(Written task): Return each line of the data that contains the string "holding", matching case exactly.

##########

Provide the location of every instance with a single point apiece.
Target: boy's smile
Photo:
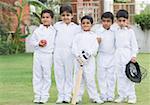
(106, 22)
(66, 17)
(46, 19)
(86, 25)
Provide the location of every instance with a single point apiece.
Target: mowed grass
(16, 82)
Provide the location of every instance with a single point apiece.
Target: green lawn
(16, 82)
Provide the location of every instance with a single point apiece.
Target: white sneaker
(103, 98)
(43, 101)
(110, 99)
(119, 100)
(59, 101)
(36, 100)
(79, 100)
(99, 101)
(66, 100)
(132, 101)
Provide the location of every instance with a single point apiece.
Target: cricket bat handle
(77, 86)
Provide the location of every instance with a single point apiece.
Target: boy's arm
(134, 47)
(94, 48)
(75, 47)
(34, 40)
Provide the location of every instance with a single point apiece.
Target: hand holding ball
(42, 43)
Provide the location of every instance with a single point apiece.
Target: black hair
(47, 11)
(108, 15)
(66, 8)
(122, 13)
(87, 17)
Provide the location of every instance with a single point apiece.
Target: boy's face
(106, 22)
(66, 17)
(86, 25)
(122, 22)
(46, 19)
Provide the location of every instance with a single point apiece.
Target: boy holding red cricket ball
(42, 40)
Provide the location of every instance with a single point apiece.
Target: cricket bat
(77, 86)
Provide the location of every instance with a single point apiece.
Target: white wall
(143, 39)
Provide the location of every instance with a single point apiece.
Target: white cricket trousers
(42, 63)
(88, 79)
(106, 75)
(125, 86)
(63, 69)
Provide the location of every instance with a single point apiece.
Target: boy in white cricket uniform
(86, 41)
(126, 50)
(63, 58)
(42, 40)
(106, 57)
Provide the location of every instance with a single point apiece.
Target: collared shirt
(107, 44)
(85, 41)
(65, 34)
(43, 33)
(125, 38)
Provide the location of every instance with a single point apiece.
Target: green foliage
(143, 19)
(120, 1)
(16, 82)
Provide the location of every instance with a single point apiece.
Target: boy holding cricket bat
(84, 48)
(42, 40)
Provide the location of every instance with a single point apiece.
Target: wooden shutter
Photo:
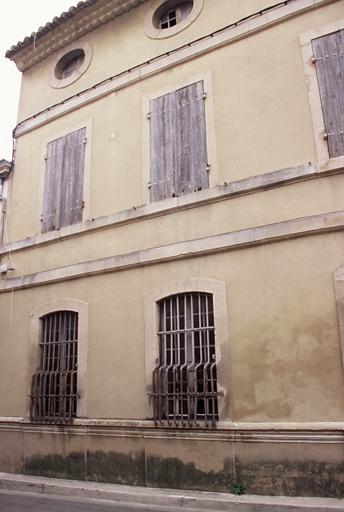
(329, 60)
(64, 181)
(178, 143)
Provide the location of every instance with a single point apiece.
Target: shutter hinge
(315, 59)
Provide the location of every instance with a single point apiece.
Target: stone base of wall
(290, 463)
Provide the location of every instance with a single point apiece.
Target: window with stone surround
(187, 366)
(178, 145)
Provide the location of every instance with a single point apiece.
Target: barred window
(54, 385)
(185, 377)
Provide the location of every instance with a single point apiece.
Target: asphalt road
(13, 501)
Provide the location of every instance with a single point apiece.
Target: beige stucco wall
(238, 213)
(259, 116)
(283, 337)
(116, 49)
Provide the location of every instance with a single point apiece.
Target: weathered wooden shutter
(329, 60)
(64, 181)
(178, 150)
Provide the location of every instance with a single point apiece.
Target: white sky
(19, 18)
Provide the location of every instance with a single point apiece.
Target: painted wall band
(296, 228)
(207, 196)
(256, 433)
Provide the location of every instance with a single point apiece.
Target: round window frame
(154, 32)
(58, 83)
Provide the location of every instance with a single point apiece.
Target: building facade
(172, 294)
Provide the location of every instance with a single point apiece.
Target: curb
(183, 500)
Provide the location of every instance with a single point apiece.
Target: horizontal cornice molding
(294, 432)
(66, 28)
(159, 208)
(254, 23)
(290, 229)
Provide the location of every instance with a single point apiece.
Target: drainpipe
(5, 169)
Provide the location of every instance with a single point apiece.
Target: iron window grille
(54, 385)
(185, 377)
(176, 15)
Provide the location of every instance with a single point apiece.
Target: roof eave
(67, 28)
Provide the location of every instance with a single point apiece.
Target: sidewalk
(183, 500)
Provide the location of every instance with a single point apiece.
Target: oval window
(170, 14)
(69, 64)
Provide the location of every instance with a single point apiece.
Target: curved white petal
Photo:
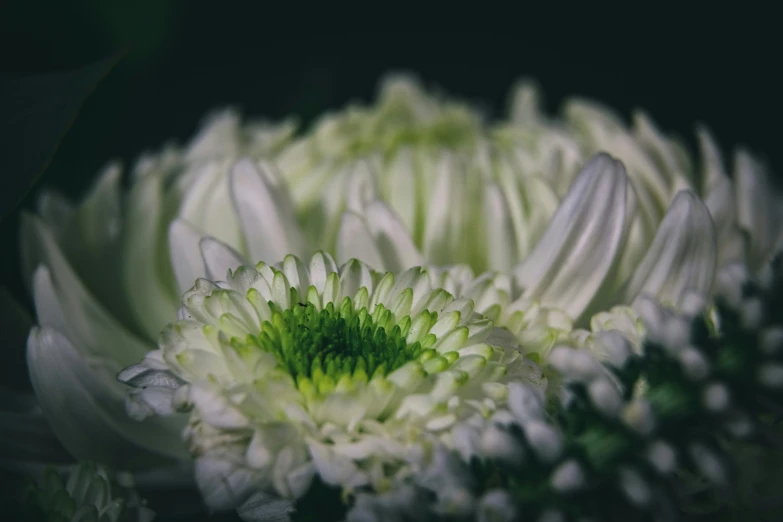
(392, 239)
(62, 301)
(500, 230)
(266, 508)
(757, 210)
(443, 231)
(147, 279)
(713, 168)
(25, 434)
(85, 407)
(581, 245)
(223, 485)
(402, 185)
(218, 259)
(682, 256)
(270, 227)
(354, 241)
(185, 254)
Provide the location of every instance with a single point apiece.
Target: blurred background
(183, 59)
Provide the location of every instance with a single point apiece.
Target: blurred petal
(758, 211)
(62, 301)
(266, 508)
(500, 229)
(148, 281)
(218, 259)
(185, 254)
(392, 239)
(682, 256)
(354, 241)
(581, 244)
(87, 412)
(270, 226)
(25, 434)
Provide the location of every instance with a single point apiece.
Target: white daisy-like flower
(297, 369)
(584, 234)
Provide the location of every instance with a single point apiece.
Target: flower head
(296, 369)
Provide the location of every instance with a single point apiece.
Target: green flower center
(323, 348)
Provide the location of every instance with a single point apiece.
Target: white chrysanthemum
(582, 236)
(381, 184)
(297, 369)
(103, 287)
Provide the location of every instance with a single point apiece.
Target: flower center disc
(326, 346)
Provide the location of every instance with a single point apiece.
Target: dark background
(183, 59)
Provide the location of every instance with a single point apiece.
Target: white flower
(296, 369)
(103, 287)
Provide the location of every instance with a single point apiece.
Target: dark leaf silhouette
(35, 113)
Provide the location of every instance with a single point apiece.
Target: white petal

##########

(Worked solution):
Target: hand holding ball
Target: boy holding red cricket ball
Target: boy holding cricket bat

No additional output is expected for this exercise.